Write out the data below word for word, keeping every line the same.

Data from a dataset:
------------------------------

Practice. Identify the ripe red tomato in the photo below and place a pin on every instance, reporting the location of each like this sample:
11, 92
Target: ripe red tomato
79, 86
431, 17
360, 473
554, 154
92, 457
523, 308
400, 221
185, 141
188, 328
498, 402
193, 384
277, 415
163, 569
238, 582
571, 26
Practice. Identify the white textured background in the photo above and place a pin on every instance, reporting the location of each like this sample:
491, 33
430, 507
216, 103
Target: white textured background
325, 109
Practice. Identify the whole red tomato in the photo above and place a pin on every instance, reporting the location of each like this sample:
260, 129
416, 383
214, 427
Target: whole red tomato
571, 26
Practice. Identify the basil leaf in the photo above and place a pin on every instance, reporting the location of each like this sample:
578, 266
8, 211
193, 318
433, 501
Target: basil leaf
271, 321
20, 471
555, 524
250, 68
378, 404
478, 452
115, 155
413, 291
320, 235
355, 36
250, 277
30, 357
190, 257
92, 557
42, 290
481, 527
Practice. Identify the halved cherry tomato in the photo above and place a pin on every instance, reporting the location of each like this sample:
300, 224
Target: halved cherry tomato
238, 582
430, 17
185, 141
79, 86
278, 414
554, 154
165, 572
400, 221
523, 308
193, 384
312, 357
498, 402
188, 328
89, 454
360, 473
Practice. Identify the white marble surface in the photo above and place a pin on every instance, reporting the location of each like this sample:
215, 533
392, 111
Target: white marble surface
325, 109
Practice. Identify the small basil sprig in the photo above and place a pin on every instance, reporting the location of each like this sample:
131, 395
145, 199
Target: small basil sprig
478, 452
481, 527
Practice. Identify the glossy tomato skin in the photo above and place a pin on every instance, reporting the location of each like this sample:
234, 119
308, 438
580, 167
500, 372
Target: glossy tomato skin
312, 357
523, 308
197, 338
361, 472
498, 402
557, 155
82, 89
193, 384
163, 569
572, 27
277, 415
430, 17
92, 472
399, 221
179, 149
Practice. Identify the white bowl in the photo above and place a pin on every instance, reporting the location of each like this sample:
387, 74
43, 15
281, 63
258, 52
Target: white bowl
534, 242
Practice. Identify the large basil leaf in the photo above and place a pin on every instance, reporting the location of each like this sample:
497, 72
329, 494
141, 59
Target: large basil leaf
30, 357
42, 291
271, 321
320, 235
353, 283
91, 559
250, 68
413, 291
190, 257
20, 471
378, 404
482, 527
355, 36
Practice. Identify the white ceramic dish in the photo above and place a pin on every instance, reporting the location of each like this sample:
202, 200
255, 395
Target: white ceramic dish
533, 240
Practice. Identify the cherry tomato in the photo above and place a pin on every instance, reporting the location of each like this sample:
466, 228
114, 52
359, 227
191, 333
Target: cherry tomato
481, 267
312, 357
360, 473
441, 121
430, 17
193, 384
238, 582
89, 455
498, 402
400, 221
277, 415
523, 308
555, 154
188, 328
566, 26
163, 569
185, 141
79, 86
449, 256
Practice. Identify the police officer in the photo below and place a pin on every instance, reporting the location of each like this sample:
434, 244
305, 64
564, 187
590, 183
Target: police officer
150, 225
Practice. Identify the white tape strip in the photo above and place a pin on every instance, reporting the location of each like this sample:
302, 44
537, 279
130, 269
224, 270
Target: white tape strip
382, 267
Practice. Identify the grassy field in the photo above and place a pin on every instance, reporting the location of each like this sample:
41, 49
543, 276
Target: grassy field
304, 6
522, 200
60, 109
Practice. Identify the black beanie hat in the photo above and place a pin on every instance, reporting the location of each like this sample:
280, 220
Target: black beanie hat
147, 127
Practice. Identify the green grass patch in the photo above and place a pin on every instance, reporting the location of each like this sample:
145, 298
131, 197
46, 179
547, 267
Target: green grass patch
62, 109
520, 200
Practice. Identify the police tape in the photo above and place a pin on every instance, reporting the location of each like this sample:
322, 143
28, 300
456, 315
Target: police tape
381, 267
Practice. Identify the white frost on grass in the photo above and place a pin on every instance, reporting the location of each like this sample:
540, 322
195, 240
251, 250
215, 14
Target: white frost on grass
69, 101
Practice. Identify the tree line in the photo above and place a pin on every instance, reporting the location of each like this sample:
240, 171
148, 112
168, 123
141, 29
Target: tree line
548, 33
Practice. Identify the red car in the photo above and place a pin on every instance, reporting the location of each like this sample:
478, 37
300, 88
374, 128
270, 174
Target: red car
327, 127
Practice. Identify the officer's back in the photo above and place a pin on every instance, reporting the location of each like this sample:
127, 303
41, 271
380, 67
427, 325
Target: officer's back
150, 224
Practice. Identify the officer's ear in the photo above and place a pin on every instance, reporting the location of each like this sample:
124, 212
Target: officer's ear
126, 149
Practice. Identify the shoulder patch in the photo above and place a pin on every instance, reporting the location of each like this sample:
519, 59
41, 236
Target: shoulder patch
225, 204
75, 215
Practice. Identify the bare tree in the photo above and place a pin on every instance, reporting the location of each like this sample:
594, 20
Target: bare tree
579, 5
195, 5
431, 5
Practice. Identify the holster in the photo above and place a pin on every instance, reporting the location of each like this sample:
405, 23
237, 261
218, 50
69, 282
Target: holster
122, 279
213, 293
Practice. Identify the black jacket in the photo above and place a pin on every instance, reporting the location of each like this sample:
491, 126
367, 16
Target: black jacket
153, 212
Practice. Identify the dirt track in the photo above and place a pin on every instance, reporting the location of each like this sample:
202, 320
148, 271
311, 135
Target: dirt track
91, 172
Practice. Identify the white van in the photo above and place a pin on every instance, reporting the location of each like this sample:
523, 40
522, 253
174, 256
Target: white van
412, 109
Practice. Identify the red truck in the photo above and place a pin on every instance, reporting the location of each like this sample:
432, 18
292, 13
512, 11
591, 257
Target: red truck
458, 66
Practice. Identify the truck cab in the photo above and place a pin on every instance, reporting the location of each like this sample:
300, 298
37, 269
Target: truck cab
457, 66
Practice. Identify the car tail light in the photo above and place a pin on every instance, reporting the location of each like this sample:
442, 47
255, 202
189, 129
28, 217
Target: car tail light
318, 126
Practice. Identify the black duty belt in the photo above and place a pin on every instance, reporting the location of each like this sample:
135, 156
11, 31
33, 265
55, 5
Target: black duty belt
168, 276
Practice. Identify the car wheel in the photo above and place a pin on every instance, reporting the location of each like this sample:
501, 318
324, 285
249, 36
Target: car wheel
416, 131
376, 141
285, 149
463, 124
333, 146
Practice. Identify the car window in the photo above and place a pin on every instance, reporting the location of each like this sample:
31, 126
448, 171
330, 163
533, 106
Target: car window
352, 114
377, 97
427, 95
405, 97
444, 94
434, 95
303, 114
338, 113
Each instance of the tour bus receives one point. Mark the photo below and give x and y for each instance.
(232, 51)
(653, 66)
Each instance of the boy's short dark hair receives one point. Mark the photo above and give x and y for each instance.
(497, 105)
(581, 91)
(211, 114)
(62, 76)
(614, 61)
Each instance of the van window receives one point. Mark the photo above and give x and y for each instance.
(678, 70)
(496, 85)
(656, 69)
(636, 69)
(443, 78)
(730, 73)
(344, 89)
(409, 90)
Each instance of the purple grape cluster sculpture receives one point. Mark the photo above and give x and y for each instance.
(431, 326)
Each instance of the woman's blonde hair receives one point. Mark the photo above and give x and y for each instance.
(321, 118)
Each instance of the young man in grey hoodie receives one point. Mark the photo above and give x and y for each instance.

------------------------------

## Result for this task
Practice. Identify the ripe red tomato in the photo below and place a pin on every instance, reporting the location of each like this sample:
11, 92
Target: ripe red tomato
79, 86
431, 17
360, 473
554, 154
92, 457
523, 308
400, 221
185, 141
188, 328
498, 402
193, 384
277, 415
163, 569
238, 582
571, 26
Practice. Identify the white textured background in the photo above and place a pin on every instance, reporting the location of each like this sample:
491, 33
430, 507
216, 103
Target: white textured background
325, 109
Practice. Identify the whole red tomato in the photo above and place a pin on every instance, reporting the location of each like this sample:
260, 129
416, 383
214, 427
Target: whole red tomato
571, 26
Practice. Identify the basil leaf in the photo above and place a pin on every instance, reporting the location of each like this sample:
578, 266
8, 211
193, 318
433, 501
Target: basil leaf
271, 321
20, 471
555, 524
250, 68
378, 404
478, 452
115, 155
413, 291
320, 235
355, 36
250, 277
30, 357
190, 257
92, 557
42, 290
481, 527
Practice. Identify the halved cherry tomato in the photo above and place a pin on every instance, reporting the location of each like this sample:
300, 224
Target: halved cherry tomato
238, 582
430, 17
185, 141
79, 86
278, 414
554, 154
165, 572
400, 221
523, 308
193, 384
312, 357
498, 402
188, 328
89, 454
360, 473
Practice. Identify the white marble surface in the photo above and place a pin on every instance, reporting the location of each like this sample:
215, 533
392, 111
Target: white marble surface
325, 109
Practice. Identify the small basil sprig in the photo above and place a pin on every instance, reporting the location of each like this sample:
131, 395
145, 199
Target: small basil sprig
478, 452
481, 527
Practice. Identify the glossy tomato skin in the photo above and place a pin on every instance, reporting the location of each like this sample:
234, 119
308, 438
580, 167
500, 372
Target: glossy tomato skin
312, 357
523, 308
197, 338
361, 472
498, 402
557, 155
82, 89
193, 384
163, 569
572, 27
277, 415
430, 17
92, 472
399, 221
179, 149
Practice. Identify the white bowl in the photo above and place a pin on every instance, reporting the location of each like this sample:
387, 74
43, 15
281, 63
258, 52
Target: white bowl
534, 242
Practice. Identify the large basil leaf in the photo above and place a pin on every instance, reporting the location of each like this sample:
497, 72
329, 494
141, 59
Target: large basil leaf
30, 357
42, 291
271, 321
320, 235
353, 283
91, 559
250, 68
413, 291
190, 257
20, 471
378, 404
482, 527
355, 36
Practice. Identify the white ceramic dish in the photo above and place a pin on every instance, reporting the location of each like this sample:
202, 200
255, 395
Target: white ceramic dish
533, 240
Practice. Identify the cherry tomato in the photo above and place a pin on every instance, reporting the location of each like this sample:
466, 228
114, 52
359, 227
191, 333
Target: cherry tomato
481, 267
312, 357
360, 473
441, 121
430, 17
193, 384
238, 582
89, 455
498, 402
400, 221
277, 415
523, 308
555, 154
188, 328
566, 26
163, 569
185, 141
79, 86
449, 256
Practice. Identify the police officer in the photo below and place a pin on every instance, reporting the location of each like this sample:
434, 244
305, 64
564, 187
590, 183
Target: police officer
150, 225
Practice. Identify the white tape strip in the photo above and place a pin on every instance, reporting the location of each like this sample:
302, 44
537, 279
130, 269
224, 270
Target: white tape strip
382, 267
Practice. Identify the grassy field in the photo above and place a pin on every instance, reporting the location of each like this sample:
41, 49
543, 276
Target: grassy field
304, 6
522, 200
60, 109
Practice. Identify the black beanie hat in the photo above and place a pin on every instance, reporting the location of each like this sample:
280, 220
Target: black beanie hat
147, 127
Practice. Identify the green grass patch in the photo above and place a pin on every instance, reporting the location of each like this sample:
145, 298
131, 197
46, 179
547, 267
Target: green grass patch
62, 109
520, 200
Practice. Identify the police tape in the photo above and place a pin on every instance, reporting the location of each like this sample:
322, 143
28, 300
456, 315
Target: police tape
381, 267
Practice. Identify the white frost on grass in the photo above and place a pin on every instance, reporting the location of each like this sample:
540, 322
195, 240
251, 250
215, 14
Target: white frost on grass
69, 101
Practice. Identify the tree line in the photo above and place a pin on every instance, reporting the location of each like this sample:
240, 171
148, 112
168, 123
141, 29
Target: tree line
548, 33
Practice. Identify the red car in the photo above and place a pin on every instance, reporting the location of each like this sample:
478, 37
300, 88
374, 128
270, 174
Target: red car
327, 127
Practice. Identify the officer's back in the photo above and place a pin on every instance, reporting the location of each like this sample:
127, 303
41, 271
380, 67
427, 325
Target: officer's back
150, 224
Practice. Identify the officer's ear in the photo above and place a pin on every instance, reporting the location of each like this sample:
124, 212
Target: officer's ear
126, 149
Practice. Identify the shoulder patch in the photo above and place a pin on every instance, reporting the location of each like this sample:
519, 59
41, 236
Target: shoulder patch
225, 204
75, 215
Practice. Identify the bare tree in the photo above and place a pin on every instance, reporting the location of each like this sample:
594, 20
Target: bare tree
579, 5
195, 5
431, 5
Practice. Identify the holster in the photo above and place a pin on every instance, reporting the location of each like this sample:
405, 23
237, 261
218, 50
69, 282
Target: holster
122, 279
213, 293
Practice. Identify the black jacket in the photo above and place a pin on every instance, reporting the location of each like this sample:
491, 126
367, 16
Target: black jacket
153, 212
Practice. Identify the dirt track in the photo above and place a pin on every instance, reporting the location of each like this sample:
202, 320
148, 271
311, 135
Target: dirt track
91, 172
Practice. Identify the white van in the photo above and place a pin on every instance, reporting the location of each like this sample:
523, 40
522, 253
174, 256
Target: white van
412, 109
Practice. Identify the red truck in the photo above and place a pin on every instance, reporting the location of each like this sample:
432, 18
292, 13
512, 11
591, 257
Target: red truck
458, 66
Practice. Identify the truck cab in the photo above and place a pin on every instance, reporting the location of each like this sample:
300, 298
37, 269
Target: truck cab
457, 66
Practice. Identify the car tail light in the photo above and place a pin on every instance, reporting the location of each like this sample:
442, 47
255, 202
189, 129
28, 217
Target: car tail light
318, 126
Practice. Identify the black duty belt in the photo above and place a pin on every instance, reporting the location of each like this sample:
135, 156
11, 31
33, 265
55, 5
Target: black duty belt
168, 276
Practice. Identify the car wheel in the photo above and place a pin on every instance, reporting the location of each like this sample:
501, 318
324, 285
249, 36
Target: car wheel
416, 131
376, 141
285, 149
463, 124
333, 146
Practice. Identify the car window in the photo above and place a pin on every instance, reporting the location of each like this sample:
31, 126
448, 171
330, 163
533, 106
Target: car window
352, 114
377, 97
427, 95
405, 97
444, 94
434, 95
303, 114
338, 113
Each instance of the tour bus receives one point. Mark the photo below and give x and y for each instance.
(232, 51)
(653, 66)
Each instance of the boy's short dark hair receives one point. Mark the photo above and give x and y for each instance.
(497, 105)
(581, 91)
(211, 114)
(62, 76)
(614, 61)
Each instance of the van window receives one point. Mark the photo above and give x and y for each instance.
(678, 70)
(496, 85)
(656, 69)
(636, 69)
(443, 78)
(730, 73)
(344, 89)
(409, 90)
Each instance of the purple grape cluster sculpture receives one point. Mark the photo above and give x and y for each instance.
(431, 326)
Each instance of the woman's blonde hair receives one point. Mark the photo above and give x and y for each instance.
(321, 118)
Each instance of the young man in grey hoodie receives one point. Mark the photo above and give x and y for each instance.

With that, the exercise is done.